[Text Boundary: Start]
He was back in the news recently because of the Oscars. Journalists had pointed out that Brendan Fraser and Ke Huy Quan, both who ended up winning at the Academy Awards on March 12th, had been in Encino Man, Shore’s breakthrough film. Oscar host Jimmy Kimmel noticed, too, including a snarky reference to Encino Man in his opening monologue: “What an incredible night it must be for the two of you,” he said to Fraser and Quan. “And what a very difficult night for Pauly Shore. Maybe it’s time to reboot Bio-Dome.”

Shore insists the dig didn’t bother him. He talked to his friend Simon Rex the other day about it. As Shore recalls, “He goes, ‘It’s great that Jimmy Kimmel did that.’ I got 20 million people that heard my name.” Still, for all his success — and despite a loyal fan base that supports his stand-up — he has never received the sort of critical reappreciation that so many 1990s totems have enjoyed. Encino Man, Son in Law, In the Army Now, Jury Duty and Bio-Dome remain fair game for cultural arbiters to dunk on. Critics don’t just hate these movies — they hated Shore. Who can forget Owen Gleiberman, then writing for Entertainment Weekly, dismissing Shore as “the reptilian imp from MTV. Reeling off Valley Dude slang in a slurry monotone, as if he could barely be bothered to make his lips form words, he’s a fey sleazebag in hippie duds — a cross between Jim Morrison and Richard Simmons. The most interesting thing about watching Pauly Shore is wondering how long it will be before he has to take a day job”?

Back then, Shore took those barbs personally. Over time, he has learned to let such things go. Which isn’t to say he doesn’t remain ambitious. He wants to star in dramas. He wants to keep touring. But he’s not doing it for anyone else or to prove his haters wrong. “You do it for yourself,” he tells me. It’s not the only thing he tells me during our 90-minute conversation. Below, he discusses therapy, grief, hanging out at the Playboy Mansion, being neighbors with Nicolas Cage, his uneasy relationship with the Comedy Store and why he’s uninterested in an Encino Man sequel. 

How does it feel to be back home in Los Angeles?

Well, put it this way: I came in from Austin last night, and I was happy that I was flying here as opposed to Vegas. The pandemic, really, it changed everyone. Everyone. I mean, the whole world, including myself. When the whole thing went down, I went to Maui, and when I was there, you get — what’s the word — island fever? Where you’re there for too long? You’re like, “Fuck, get me out of here.” So then I was like, “I’m not going back to L.A.,” because it was riots, and Vegas just seemed fun. I had so much stuff going on in my life and I’m like, “I want to just try to enjoy life.” And so I surrounded myself with a good time, and that was fun. I loved Vegas and I kept a place there — I got a condo there. But most of my stuff’s here now.
[Text Boundary: End]
Work to complete
1. According to the Pauly Shore interview, on what date did Brendan Fraser and Ke Huy Quan win at the Academy Awards?
2. Reproduce a passage from the Pauly Shore interview, beginning at the words "Back then, Shore" and stopping after the words "in Los Angeles?".
You won't need the rows to complete this work.
[Study material Boundary: Start]
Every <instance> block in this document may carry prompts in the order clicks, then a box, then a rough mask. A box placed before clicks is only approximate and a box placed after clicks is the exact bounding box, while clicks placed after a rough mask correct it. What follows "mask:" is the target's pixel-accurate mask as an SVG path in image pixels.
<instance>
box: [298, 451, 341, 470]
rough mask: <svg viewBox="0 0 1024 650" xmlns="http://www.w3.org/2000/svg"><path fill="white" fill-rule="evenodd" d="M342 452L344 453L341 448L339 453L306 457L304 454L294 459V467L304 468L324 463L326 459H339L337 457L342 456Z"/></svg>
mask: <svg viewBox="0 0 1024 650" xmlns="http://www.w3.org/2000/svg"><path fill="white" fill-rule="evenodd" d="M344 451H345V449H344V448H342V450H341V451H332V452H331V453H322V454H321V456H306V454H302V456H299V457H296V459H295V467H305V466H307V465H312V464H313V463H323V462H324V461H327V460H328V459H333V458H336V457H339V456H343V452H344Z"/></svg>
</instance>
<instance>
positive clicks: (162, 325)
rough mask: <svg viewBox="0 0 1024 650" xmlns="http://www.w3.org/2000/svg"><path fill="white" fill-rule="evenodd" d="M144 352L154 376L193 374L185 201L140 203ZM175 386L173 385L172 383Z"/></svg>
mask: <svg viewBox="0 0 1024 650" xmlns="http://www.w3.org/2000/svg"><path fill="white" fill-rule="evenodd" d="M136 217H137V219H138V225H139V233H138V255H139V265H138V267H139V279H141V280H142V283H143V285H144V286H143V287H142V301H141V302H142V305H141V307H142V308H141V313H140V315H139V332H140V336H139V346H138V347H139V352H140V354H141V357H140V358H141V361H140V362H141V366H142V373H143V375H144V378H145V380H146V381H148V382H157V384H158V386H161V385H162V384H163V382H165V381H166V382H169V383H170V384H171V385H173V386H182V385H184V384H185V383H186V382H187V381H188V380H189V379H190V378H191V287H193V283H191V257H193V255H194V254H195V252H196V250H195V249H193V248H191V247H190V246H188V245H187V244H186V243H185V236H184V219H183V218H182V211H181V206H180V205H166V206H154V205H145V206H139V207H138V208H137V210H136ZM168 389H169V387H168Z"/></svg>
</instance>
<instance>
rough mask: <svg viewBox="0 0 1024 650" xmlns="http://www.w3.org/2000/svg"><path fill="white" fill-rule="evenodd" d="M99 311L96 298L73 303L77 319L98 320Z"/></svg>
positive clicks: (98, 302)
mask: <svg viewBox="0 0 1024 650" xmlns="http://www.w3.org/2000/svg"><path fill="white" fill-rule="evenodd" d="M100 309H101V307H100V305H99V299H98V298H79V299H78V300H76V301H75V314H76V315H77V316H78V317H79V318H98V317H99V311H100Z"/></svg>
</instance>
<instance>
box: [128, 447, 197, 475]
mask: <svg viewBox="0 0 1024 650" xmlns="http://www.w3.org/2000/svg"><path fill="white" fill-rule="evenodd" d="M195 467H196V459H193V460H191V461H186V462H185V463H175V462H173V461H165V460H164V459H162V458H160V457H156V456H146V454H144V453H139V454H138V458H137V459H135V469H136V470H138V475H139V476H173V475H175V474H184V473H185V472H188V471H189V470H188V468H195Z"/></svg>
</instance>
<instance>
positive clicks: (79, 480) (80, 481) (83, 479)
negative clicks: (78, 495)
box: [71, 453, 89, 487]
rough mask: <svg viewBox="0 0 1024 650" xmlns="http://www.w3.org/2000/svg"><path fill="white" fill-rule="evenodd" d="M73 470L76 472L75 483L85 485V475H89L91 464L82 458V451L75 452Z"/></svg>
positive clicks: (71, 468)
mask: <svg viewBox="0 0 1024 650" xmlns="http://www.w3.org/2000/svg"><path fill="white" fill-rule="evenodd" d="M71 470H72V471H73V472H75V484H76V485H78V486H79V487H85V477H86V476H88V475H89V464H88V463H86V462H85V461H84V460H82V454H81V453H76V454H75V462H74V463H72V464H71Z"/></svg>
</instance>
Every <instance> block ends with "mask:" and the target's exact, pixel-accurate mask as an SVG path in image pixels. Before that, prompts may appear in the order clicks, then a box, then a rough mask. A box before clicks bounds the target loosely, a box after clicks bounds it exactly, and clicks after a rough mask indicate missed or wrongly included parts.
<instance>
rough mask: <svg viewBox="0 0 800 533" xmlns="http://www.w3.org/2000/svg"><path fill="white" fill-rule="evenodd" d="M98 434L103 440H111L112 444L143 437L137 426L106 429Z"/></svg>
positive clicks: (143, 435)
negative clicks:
[Study material Boundary: End]
Responses by item number
1. March 12th

2.
Back then, Shore took those barbs personally. Over time, he has learned to let such things go. Which isn’t to say he doesn’t remain ambitious. He wants to star in dramas. He wants to keep touring. But he’s not doing it for anyone else or to prove his haters wrong. “You do it for yourself,” he tells me. It’s not the only thing he tells me during our 90-minute conversation. Below, he discusses therapy, grief, hanging out at the Playboy Mansion, being neighbors with Nicolas Cage, his uneasy relationship with the Comedy Store and why he’s uninterested in an Encino Man sequel. 

How does it feel to be back home in Los Angeles?